→ **Requirements**: Can you reproduce all the items below line for line, without changing anything but leaving out the pictures?

→ **Entries**:
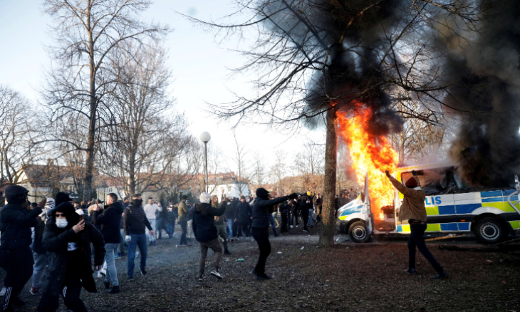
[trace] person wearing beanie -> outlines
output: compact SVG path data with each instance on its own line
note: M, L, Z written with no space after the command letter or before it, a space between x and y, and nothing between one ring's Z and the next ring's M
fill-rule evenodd
M95 247L94 267L99 271L105 258L103 235L92 224L80 219L71 202L65 202L53 211L52 218L45 226L42 241L43 248L51 254L51 260L43 279L43 294L36 311L56 311L61 295L68 310L87 311L80 294L82 288L89 293L97 292L92 275L90 244Z
M218 239L217 227L214 224L214 217L224 214L226 206L214 207L211 205L211 195L209 193L202 193L199 197L200 203L195 205L193 213L193 232L195 239L200 244L200 261L199 261L199 281L206 279L204 269L208 248L211 248L214 253L213 256L213 266L210 274L219 279L222 276L219 271L220 259L222 258L222 247Z
M6 189L7 204L0 210L0 266L6 271L4 286L6 295L1 311L14 311L12 306L25 304L18 295L33 273L31 227L38 224L46 199L33 208L27 204L28 190L19 185Z
M437 275L432 277L439 279L448 277L446 270L435 260L425 242L425 231L426 231L426 208L425 199L426 196L421 189L415 171L412 172L413 175L408 179L405 185L402 185L395 177L390 175L388 170L385 172L394 187L405 196L401 204L399 213L399 221L408 220L410 224L410 239L408 240L408 269L405 273L415 274L415 247L426 258L437 271Z
M271 277L266 274L265 270L267 257L271 254L269 229L270 226L269 214L273 212L273 207L287 199L296 197L298 197L297 194L291 194L289 196L282 196L272 199L266 189L261 187L256 189L256 198L253 204L253 223L251 224L251 234L260 250L256 266L251 271L256 279L271 279Z

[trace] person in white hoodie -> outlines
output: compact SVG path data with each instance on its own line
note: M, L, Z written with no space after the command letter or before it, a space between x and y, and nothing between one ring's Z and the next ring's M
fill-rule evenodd
M148 197L148 204L145 206L145 214L146 214L146 219L148 219L150 224L153 228L153 232L157 232L157 224L155 222L155 213L157 212L162 212L162 208L157 206L154 202L153 198ZM155 246L157 242L155 241L155 235L151 235L148 229L146 229L146 236L148 236L150 240L150 246Z

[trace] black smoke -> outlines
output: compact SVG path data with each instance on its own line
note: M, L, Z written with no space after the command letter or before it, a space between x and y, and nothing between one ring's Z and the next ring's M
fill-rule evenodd
M496 1L481 31L448 57L445 102L462 123L449 157L475 186L520 172L520 1Z

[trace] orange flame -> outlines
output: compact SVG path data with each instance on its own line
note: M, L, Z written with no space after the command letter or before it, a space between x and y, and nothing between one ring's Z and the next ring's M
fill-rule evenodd
M374 216L384 218L381 207L392 205L394 188L385 175L385 170L395 171L398 162L397 152L392 148L388 139L368 131L373 113L363 104L357 105L352 116L338 112L340 135L348 145L353 169L358 183L365 184L365 175L368 174L368 192Z

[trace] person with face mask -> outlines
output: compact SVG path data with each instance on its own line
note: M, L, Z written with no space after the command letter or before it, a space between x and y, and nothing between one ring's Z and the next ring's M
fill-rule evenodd
M412 172L413 176L406 181L405 185L392 177L388 170L386 170L385 173L394 187L405 196L400 210L399 220L407 219L411 232L408 240L408 269L405 271L405 273L408 274L417 273L415 271L415 247L417 246L437 271L437 275L432 277L432 279L448 277L446 270L442 269L442 266L435 260L425 243L424 234L427 227L425 207L426 195L421 189L417 172L415 170Z
M140 194L132 197L132 202L125 209L123 214L123 227L126 235L125 239L128 243L128 281L132 281L135 266L134 264L135 249L139 247L139 252L141 254L139 271L141 275L146 275L146 258L148 255L146 229L148 229L150 235L154 236L153 229L146 217L145 209L142 209L142 198Z
M92 275L90 244L95 247L94 266L99 271L105 257L103 235L92 224L80 219L72 203L66 202L53 210L52 218L45 226L43 244L51 256L43 279L43 294L36 311L56 311L61 295L68 309L87 311L80 294L82 288L97 292Z
M0 210L0 266L6 271L4 285L6 295L2 311L14 311L12 306L25 304L18 295L33 273L31 227L38 224L36 217L42 212L46 199L31 209L27 204L28 190L19 185L6 189L7 204Z
M256 189L256 198L253 204L253 223L251 224L251 234L258 244L260 256L256 266L251 273L256 279L271 279L265 273L266 261L271 254L271 243L269 242L269 214L272 213L275 204L282 203L287 199L298 197L297 194L289 196L282 196L273 199L269 192L264 188Z

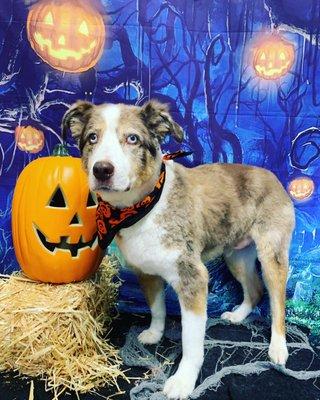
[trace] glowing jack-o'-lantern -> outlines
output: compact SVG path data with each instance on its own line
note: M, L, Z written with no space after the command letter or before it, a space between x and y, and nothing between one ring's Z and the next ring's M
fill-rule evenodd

→ **Worked solution**:
[trace] person wearing beanie -> outlines
output: compact SVG path data with each instance on its own line
note: M, L, Z written with no space after the command letter or before it, a space between x and y, and nothing between one ring's Z and the next ring's M
fill-rule evenodd
M95 247L94 267L99 271L105 258L103 235L92 224L80 219L71 202L65 202L53 211L52 218L45 226L42 241L43 248L51 254L51 260L43 279L43 294L36 311L56 311L61 295L68 310L87 311L80 294L82 288L89 293L97 292L92 275L90 244Z
M218 239L217 227L214 224L214 217L224 214L226 206L214 207L211 205L211 195L209 193L202 193L199 197L200 203L195 205L193 213L193 232L195 239L200 244L200 261L199 261L199 281L206 279L204 269L208 248L211 248L214 253L213 256L213 266L210 274L219 279L222 276L219 271L220 259L222 258L222 247Z
M6 189L7 204L0 210L0 266L6 271L4 286L6 295L1 311L14 311L12 306L25 304L18 295L33 273L31 227L38 224L46 199L33 208L27 204L28 190L19 185Z
M437 275L432 277L439 279L448 277L446 270L435 260L425 242L425 231L426 231L426 208L425 199L426 196L421 189L415 171L412 172L413 175L408 179L405 185L402 185L395 177L390 175L388 170L385 172L394 187L405 196L401 204L399 213L399 221L408 220L410 224L410 239L408 240L408 269L405 273L415 274L415 247L426 258L437 271Z
M271 277L266 274L265 270L267 257L271 254L269 229L270 226L269 214L273 212L273 207L287 199L296 197L298 197L297 194L291 194L289 196L282 196L272 199L266 189L261 187L256 189L256 198L253 204L253 223L251 224L251 234L260 250L256 266L251 271L256 279L271 279Z

[trace] person in white hoodie -> outlines
output: compact SVG path data with each instance on its own line
note: M, L, Z written with no space after the command letter or before it, a space between x and y, and nothing between one ring's Z and the next ring's M
fill-rule evenodd
M148 197L148 204L145 206L145 214L146 214L146 219L148 219L150 224L153 228L153 232L157 232L157 224L155 222L155 213L157 212L162 212L162 208L157 206L154 202L153 198ZM155 246L157 242L155 241L155 235L151 235L148 229L146 229L146 236L148 236L150 240L150 246Z

[trace] black smoke -> outlines
output: compact SVG path data with each instance on its own line
note: M, L, Z written with no space after the command letter or before it, a space between x and y, and nothing between one ring's Z and the next ring's M
fill-rule evenodd
M496 1L481 31L448 57L445 102L462 123L449 157L475 186L520 172L520 1Z

[trace] orange flame -> outlines
output: compact SVG path data with each instance on its own line
note: M, L, Z written with no space after the command letter or before it, a space between x and y, and nothing between one ring's Z and the next ring's M
fill-rule evenodd
M374 216L384 218L381 207L392 205L394 188L385 175L385 170L395 171L398 162L397 152L392 148L388 139L368 131L373 113L363 104L357 105L352 116L338 112L340 135L348 145L353 169L358 183L365 184L365 175L368 174L368 192Z

[trace] person with face mask -> outlines
output: compact SVG path data with each instance on its own line
note: M, L, Z written with no space after the command letter or before it, a space between x and y, and nothing between one ring's Z and the next ring's M
fill-rule evenodd
M412 172L413 176L406 181L405 185L392 177L388 170L386 170L385 173L394 187L405 196L400 210L399 220L407 219L411 232L408 240L408 269L405 271L405 273L408 274L417 273L415 271L415 247L417 246L437 271L437 275L432 277L432 279L448 277L446 270L442 269L442 266L435 260L425 243L424 234L427 227L425 207L426 195L421 189L417 172L415 170Z
M140 194L132 197L132 202L125 209L123 214L123 227L126 235L125 239L128 243L128 281L132 281L135 266L134 264L135 249L139 247L139 252L141 254L139 271L141 275L146 275L146 258L148 255L146 229L148 229L150 235L154 236L153 229L146 217L145 209L142 209L142 198Z
M92 275L90 244L95 247L94 266L99 271L105 257L103 235L92 224L80 219L72 203L66 202L53 210L52 218L45 226L43 244L51 256L43 279L43 294L36 311L56 311L61 295L68 309L87 311L80 294L82 288L97 292Z
M0 210L0 266L6 271L4 285L6 295L2 311L14 311L12 306L25 304L18 295L33 273L31 227L38 224L36 217L42 212L46 199L31 209L27 204L28 190L19 185L6 189L7 204Z
M256 189L256 198L253 204L253 223L251 224L251 234L258 244L260 256L256 266L251 273L256 279L271 279L265 273L266 261L271 254L271 243L269 242L269 214L272 213L275 204L282 203L287 199L298 197L297 194L289 196L282 196L273 199L269 192L264 188Z

[trace] glowing jack-o'-lantern -> outlines
output: compact SVG path data with each instance on its own line
note: M, L, Z written with no space after the command letter or before it, a space between x and y, and nothing between one ring's Z and the next ring's M
fill-rule evenodd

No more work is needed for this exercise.